--- WRITTEN REQUEST ---
Repeat each line of the material exactly.
* * *
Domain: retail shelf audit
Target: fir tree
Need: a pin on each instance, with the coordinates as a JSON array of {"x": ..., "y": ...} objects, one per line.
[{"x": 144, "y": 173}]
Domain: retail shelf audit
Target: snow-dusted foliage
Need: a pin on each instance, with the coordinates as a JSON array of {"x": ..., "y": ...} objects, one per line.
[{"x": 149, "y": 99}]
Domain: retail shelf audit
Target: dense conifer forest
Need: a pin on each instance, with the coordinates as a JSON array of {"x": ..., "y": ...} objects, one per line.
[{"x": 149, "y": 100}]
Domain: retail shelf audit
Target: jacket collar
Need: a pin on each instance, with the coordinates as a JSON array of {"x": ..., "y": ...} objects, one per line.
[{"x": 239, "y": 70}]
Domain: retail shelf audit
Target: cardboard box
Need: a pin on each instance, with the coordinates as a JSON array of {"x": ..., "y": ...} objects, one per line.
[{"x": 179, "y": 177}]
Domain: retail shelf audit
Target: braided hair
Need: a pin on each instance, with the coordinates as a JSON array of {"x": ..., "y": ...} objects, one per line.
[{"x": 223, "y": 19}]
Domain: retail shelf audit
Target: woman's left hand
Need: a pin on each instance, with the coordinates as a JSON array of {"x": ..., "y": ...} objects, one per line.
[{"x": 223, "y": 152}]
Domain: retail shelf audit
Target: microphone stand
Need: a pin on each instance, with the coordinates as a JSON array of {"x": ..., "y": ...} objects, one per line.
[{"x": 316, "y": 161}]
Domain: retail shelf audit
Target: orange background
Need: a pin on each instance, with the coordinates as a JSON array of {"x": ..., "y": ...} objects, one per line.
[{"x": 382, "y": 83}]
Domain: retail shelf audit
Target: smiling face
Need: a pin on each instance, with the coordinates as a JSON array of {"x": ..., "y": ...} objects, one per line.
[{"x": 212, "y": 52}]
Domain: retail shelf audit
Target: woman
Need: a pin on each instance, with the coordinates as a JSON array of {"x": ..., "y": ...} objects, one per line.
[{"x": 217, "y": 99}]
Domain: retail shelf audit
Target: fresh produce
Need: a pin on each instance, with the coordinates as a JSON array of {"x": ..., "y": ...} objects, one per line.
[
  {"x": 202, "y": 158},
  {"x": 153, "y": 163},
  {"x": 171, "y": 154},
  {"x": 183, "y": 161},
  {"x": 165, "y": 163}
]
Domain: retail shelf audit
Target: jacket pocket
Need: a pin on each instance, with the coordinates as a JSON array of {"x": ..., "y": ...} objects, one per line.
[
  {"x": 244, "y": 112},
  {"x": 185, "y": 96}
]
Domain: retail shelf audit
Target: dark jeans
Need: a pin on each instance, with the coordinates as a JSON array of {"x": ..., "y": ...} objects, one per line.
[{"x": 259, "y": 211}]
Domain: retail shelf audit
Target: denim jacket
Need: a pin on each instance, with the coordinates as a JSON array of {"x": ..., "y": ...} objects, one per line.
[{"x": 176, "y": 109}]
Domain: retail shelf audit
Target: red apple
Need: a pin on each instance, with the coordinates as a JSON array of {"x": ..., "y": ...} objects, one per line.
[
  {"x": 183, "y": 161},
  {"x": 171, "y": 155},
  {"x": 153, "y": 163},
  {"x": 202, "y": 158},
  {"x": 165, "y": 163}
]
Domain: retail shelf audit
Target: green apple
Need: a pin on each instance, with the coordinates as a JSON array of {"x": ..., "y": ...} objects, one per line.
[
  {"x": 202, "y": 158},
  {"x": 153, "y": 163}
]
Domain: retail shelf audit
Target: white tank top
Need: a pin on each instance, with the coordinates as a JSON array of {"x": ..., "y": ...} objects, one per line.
* * *
--- SOLVED EXERCISE ---
Domain: retail shelf audit
Target: fir tree
Need: a pin on each instance, with the coordinates as a JSON array of {"x": ..., "y": ...} objects, one per line.
[{"x": 144, "y": 173}]
Domain: retail shelf audit
Target: snow-dusted foliage
Need: a pin on each instance, with the coordinates as a JSON array of {"x": ..., "y": ...} objects, one per line.
[{"x": 149, "y": 99}]
Domain: retail shelf audit
Target: dense conifer forest
Need: a pin on each instance, with the coordinates as a JSON array of {"x": ..., "y": ...} objects, one per line.
[{"x": 149, "y": 100}]
Domain: retail shelf audit
Target: jacket collar
Need: a pin on each instance, with the coordinates as a JSON array of {"x": ..., "y": ...} objects, one per line.
[{"x": 239, "y": 70}]
Domain: retail shelf audit
Target: cardboard box
Need: a pin on each instance, with the coordinates as a JSON array of {"x": ..., "y": ...} objects, one per line.
[{"x": 179, "y": 177}]
Domain: retail shelf audit
Target: braided hair
Need: a pin on each instance, with the coordinates as a JSON array of {"x": ..., "y": ...} objects, one per line.
[{"x": 223, "y": 19}]
Domain: retail shelf audit
Target: woman's left hand
Need: a pin on each instance, with the coordinates as a JSON array of {"x": ..., "y": ...} objects, one per line.
[{"x": 223, "y": 152}]
Domain: retail shelf audit
Target: microphone stand
Need: a pin on each instance, with the coordinates as a JSON array of {"x": ..., "y": ...} objects, one per line.
[{"x": 316, "y": 161}]
Domain: retail shelf audit
Target: orange background
Need: a pin on each instance, with the coordinates as a JSON array of {"x": ..., "y": ...} objects, one per line.
[{"x": 382, "y": 83}]
Domain: retail shelf audit
Target: smiling face
Need: a pin on each instance, with the coordinates as a JSON array of {"x": ..., "y": ...} objects, one per line.
[{"x": 212, "y": 52}]
Domain: retail shelf audit
Target: woman
Need: a pin on each instance, with the coordinates as a JSON array of {"x": ..., "y": ...} objects, one per line.
[{"x": 217, "y": 99}]
Domain: retail shelf audit
Target: fresh produce
Need: a pin on each instance, with the coordinates as a JSON array of {"x": ..., "y": ...} objects, one per line.
[
  {"x": 202, "y": 158},
  {"x": 153, "y": 163},
  {"x": 171, "y": 154},
  {"x": 183, "y": 161},
  {"x": 165, "y": 163}
]
Domain: retail shelf audit
Target: jacket pocket
Need: a pin on each instance, with the coordinates as a JSON array of {"x": ..., "y": ...} objects, one per line.
[
  {"x": 244, "y": 112},
  {"x": 185, "y": 96}
]
Domain: retail shelf audit
Target: dark jeans
Need: a pin on each instance, with the coordinates as a JSON array of {"x": ..., "y": ...} objects, one per line.
[{"x": 259, "y": 211}]
Domain: retail shelf audit
Target: denim jacket
Need: a pin on each instance, with the coordinates as a JSON array of {"x": ..., "y": ...} objects, one per line.
[{"x": 176, "y": 109}]
Domain: retail shelf audit
Target: red apple
Need: a pin on each instance, with the coordinates as a JSON array of {"x": ..., "y": ...} objects, one per line.
[
  {"x": 183, "y": 161},
  {"x": 171, "y": 155},
  {"x": 153, "y": 163},
  {"x": 202, "y": 158},
  {"x": 165, "y": 163}
]
Domain: retail shelf audit
Target: green apple
Need: a pin on each instance, with the coordinates as a JSON array of {"x": ..., "y": ...} objects, one per line.
[
  {"x": 202, "y": 158},
  {"x": 153, "y": 163}
]
Domain: retail shelf audit
Target: white tank top
Need: a pin on each instance, with the coordinates as a JSON array of {"x": ..., "y": ...} objects, one per line.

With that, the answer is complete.